• ТЕКСТОВЫЙ ОТРЫВОК
☆ ☆ ☆

Совершенно разные работы в сопряжении дают возможность увидеть, как схожие формальные мотивы имеют под собой свою внутреннюю мотивировку и жизненную подоплёку. Обращение к одиноким вещам и сосредоточение внимания на простых мотивах, отсутствие литературного сюжета, выход к чистым основаниям языка форм – отличительная черта искусства Рихарда Васми и Шолома Шварца, двух друзей, членов ОНЖ. Камерные форматы делают их живопись сокровенным высказыванием о себе и мире – будь то изгиб канала с глазницами домов, лежащая на столе угловатая скрипка, красная дорожка через Марсово поле. Свой маленький шедевр – где красный трамвай въезжает на мост, перекинутый через скованную белым льдом реку, Владимир Шагин очевидно мог посвятить рано умершему Роальду Мандельштаму, написавшему пронзительное стихотворение «Алый трамвай».
Почти весь зал занимают работы Евгения Михнова-Войтенко – большие холсты с изображением множества пиктографических фигурок и знаков (серия «Тюбик»), оппонирующие его жестовым вещам – мощным выплескам чёрной и красной нитроэмали, растёкшейся ручейками по картону. Работе «Рукопожатие» тоже удачно найдено созвучие скульптурой Симуна: две пустотные продырявленные руки-ветви – жест мольбы, отчаяния, преодоления и заботы. Ученик Николая Акимова, ленинградский Поллок, совершенно самостоятельно открывший свой метод работы и свою философию форм, он представляется совершенно уникальной фигурой в русском искусстве. Конечно, ему можно найти родственные черты в живописи Вячеслава Кулакова, чья работа висит здесь же, но в целом он – одиночка. В ленинградском искусстве своего времени он и был таким – не входил ни в какие объединения, не соотносил себя ни с какой школой. Этот контраст с другими художниками тем более очевиден на выставке, где в следующем зале висят произведения мастеров школ – Осипа Сидлина и Александра Матвеева. Соединение этих разных школ странно, но в целом оправдано: при всей их разности общее – в идее строительства форм из строгого отбора цветов и плоскостей, выражающих самые сущностные вещи. Натюрморт с черепом Игоря Иванова, созданный в одной цветовой гамме мощной стыковкой форм, как будто находит отклик в эрмитажном Пикассо кубистического периода. По мысли куратора, результатом деятельности самых разных школ нонконформизма, восходящих к искусству начала ХХ века и русскому авангарду, явилось «создание особого пластического языка, в котором классика и экспрессия соединились в полифоническом синтезе».

☆ ☆ ☆

• ФРАГМЕНТ ПЕРЕЧНЯ

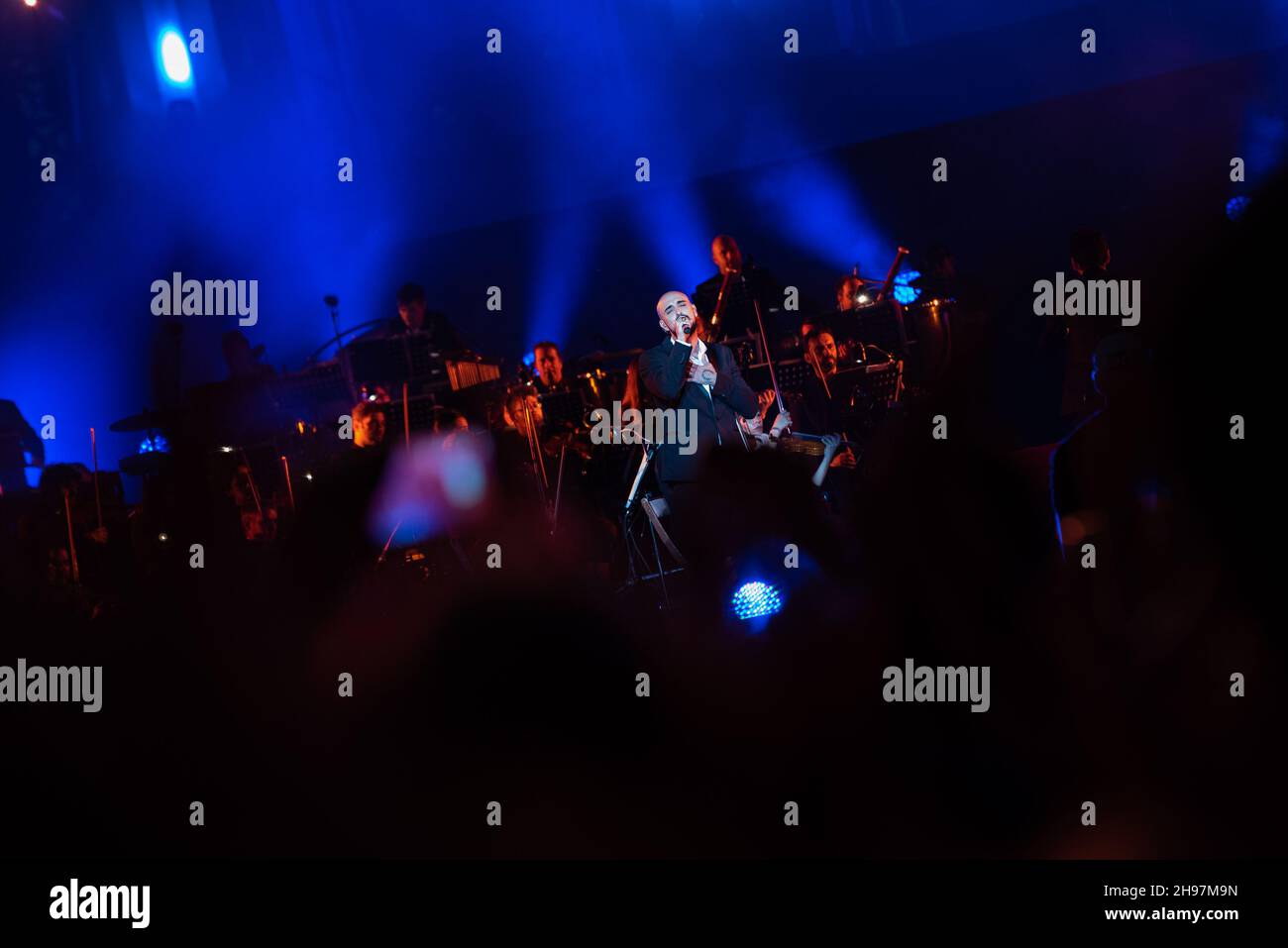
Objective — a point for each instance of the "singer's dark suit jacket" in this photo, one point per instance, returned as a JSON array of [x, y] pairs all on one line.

☆ ☆ ☆

• ЗАДАНИЕ
Чьим учеником был Евгений Михнов-Войтенко, согласно отрывку о ленинградских художниках? Перечень здесь не понадобится.

• ОБРАЗЕЦ ОТВЕТА
Николая Акимова.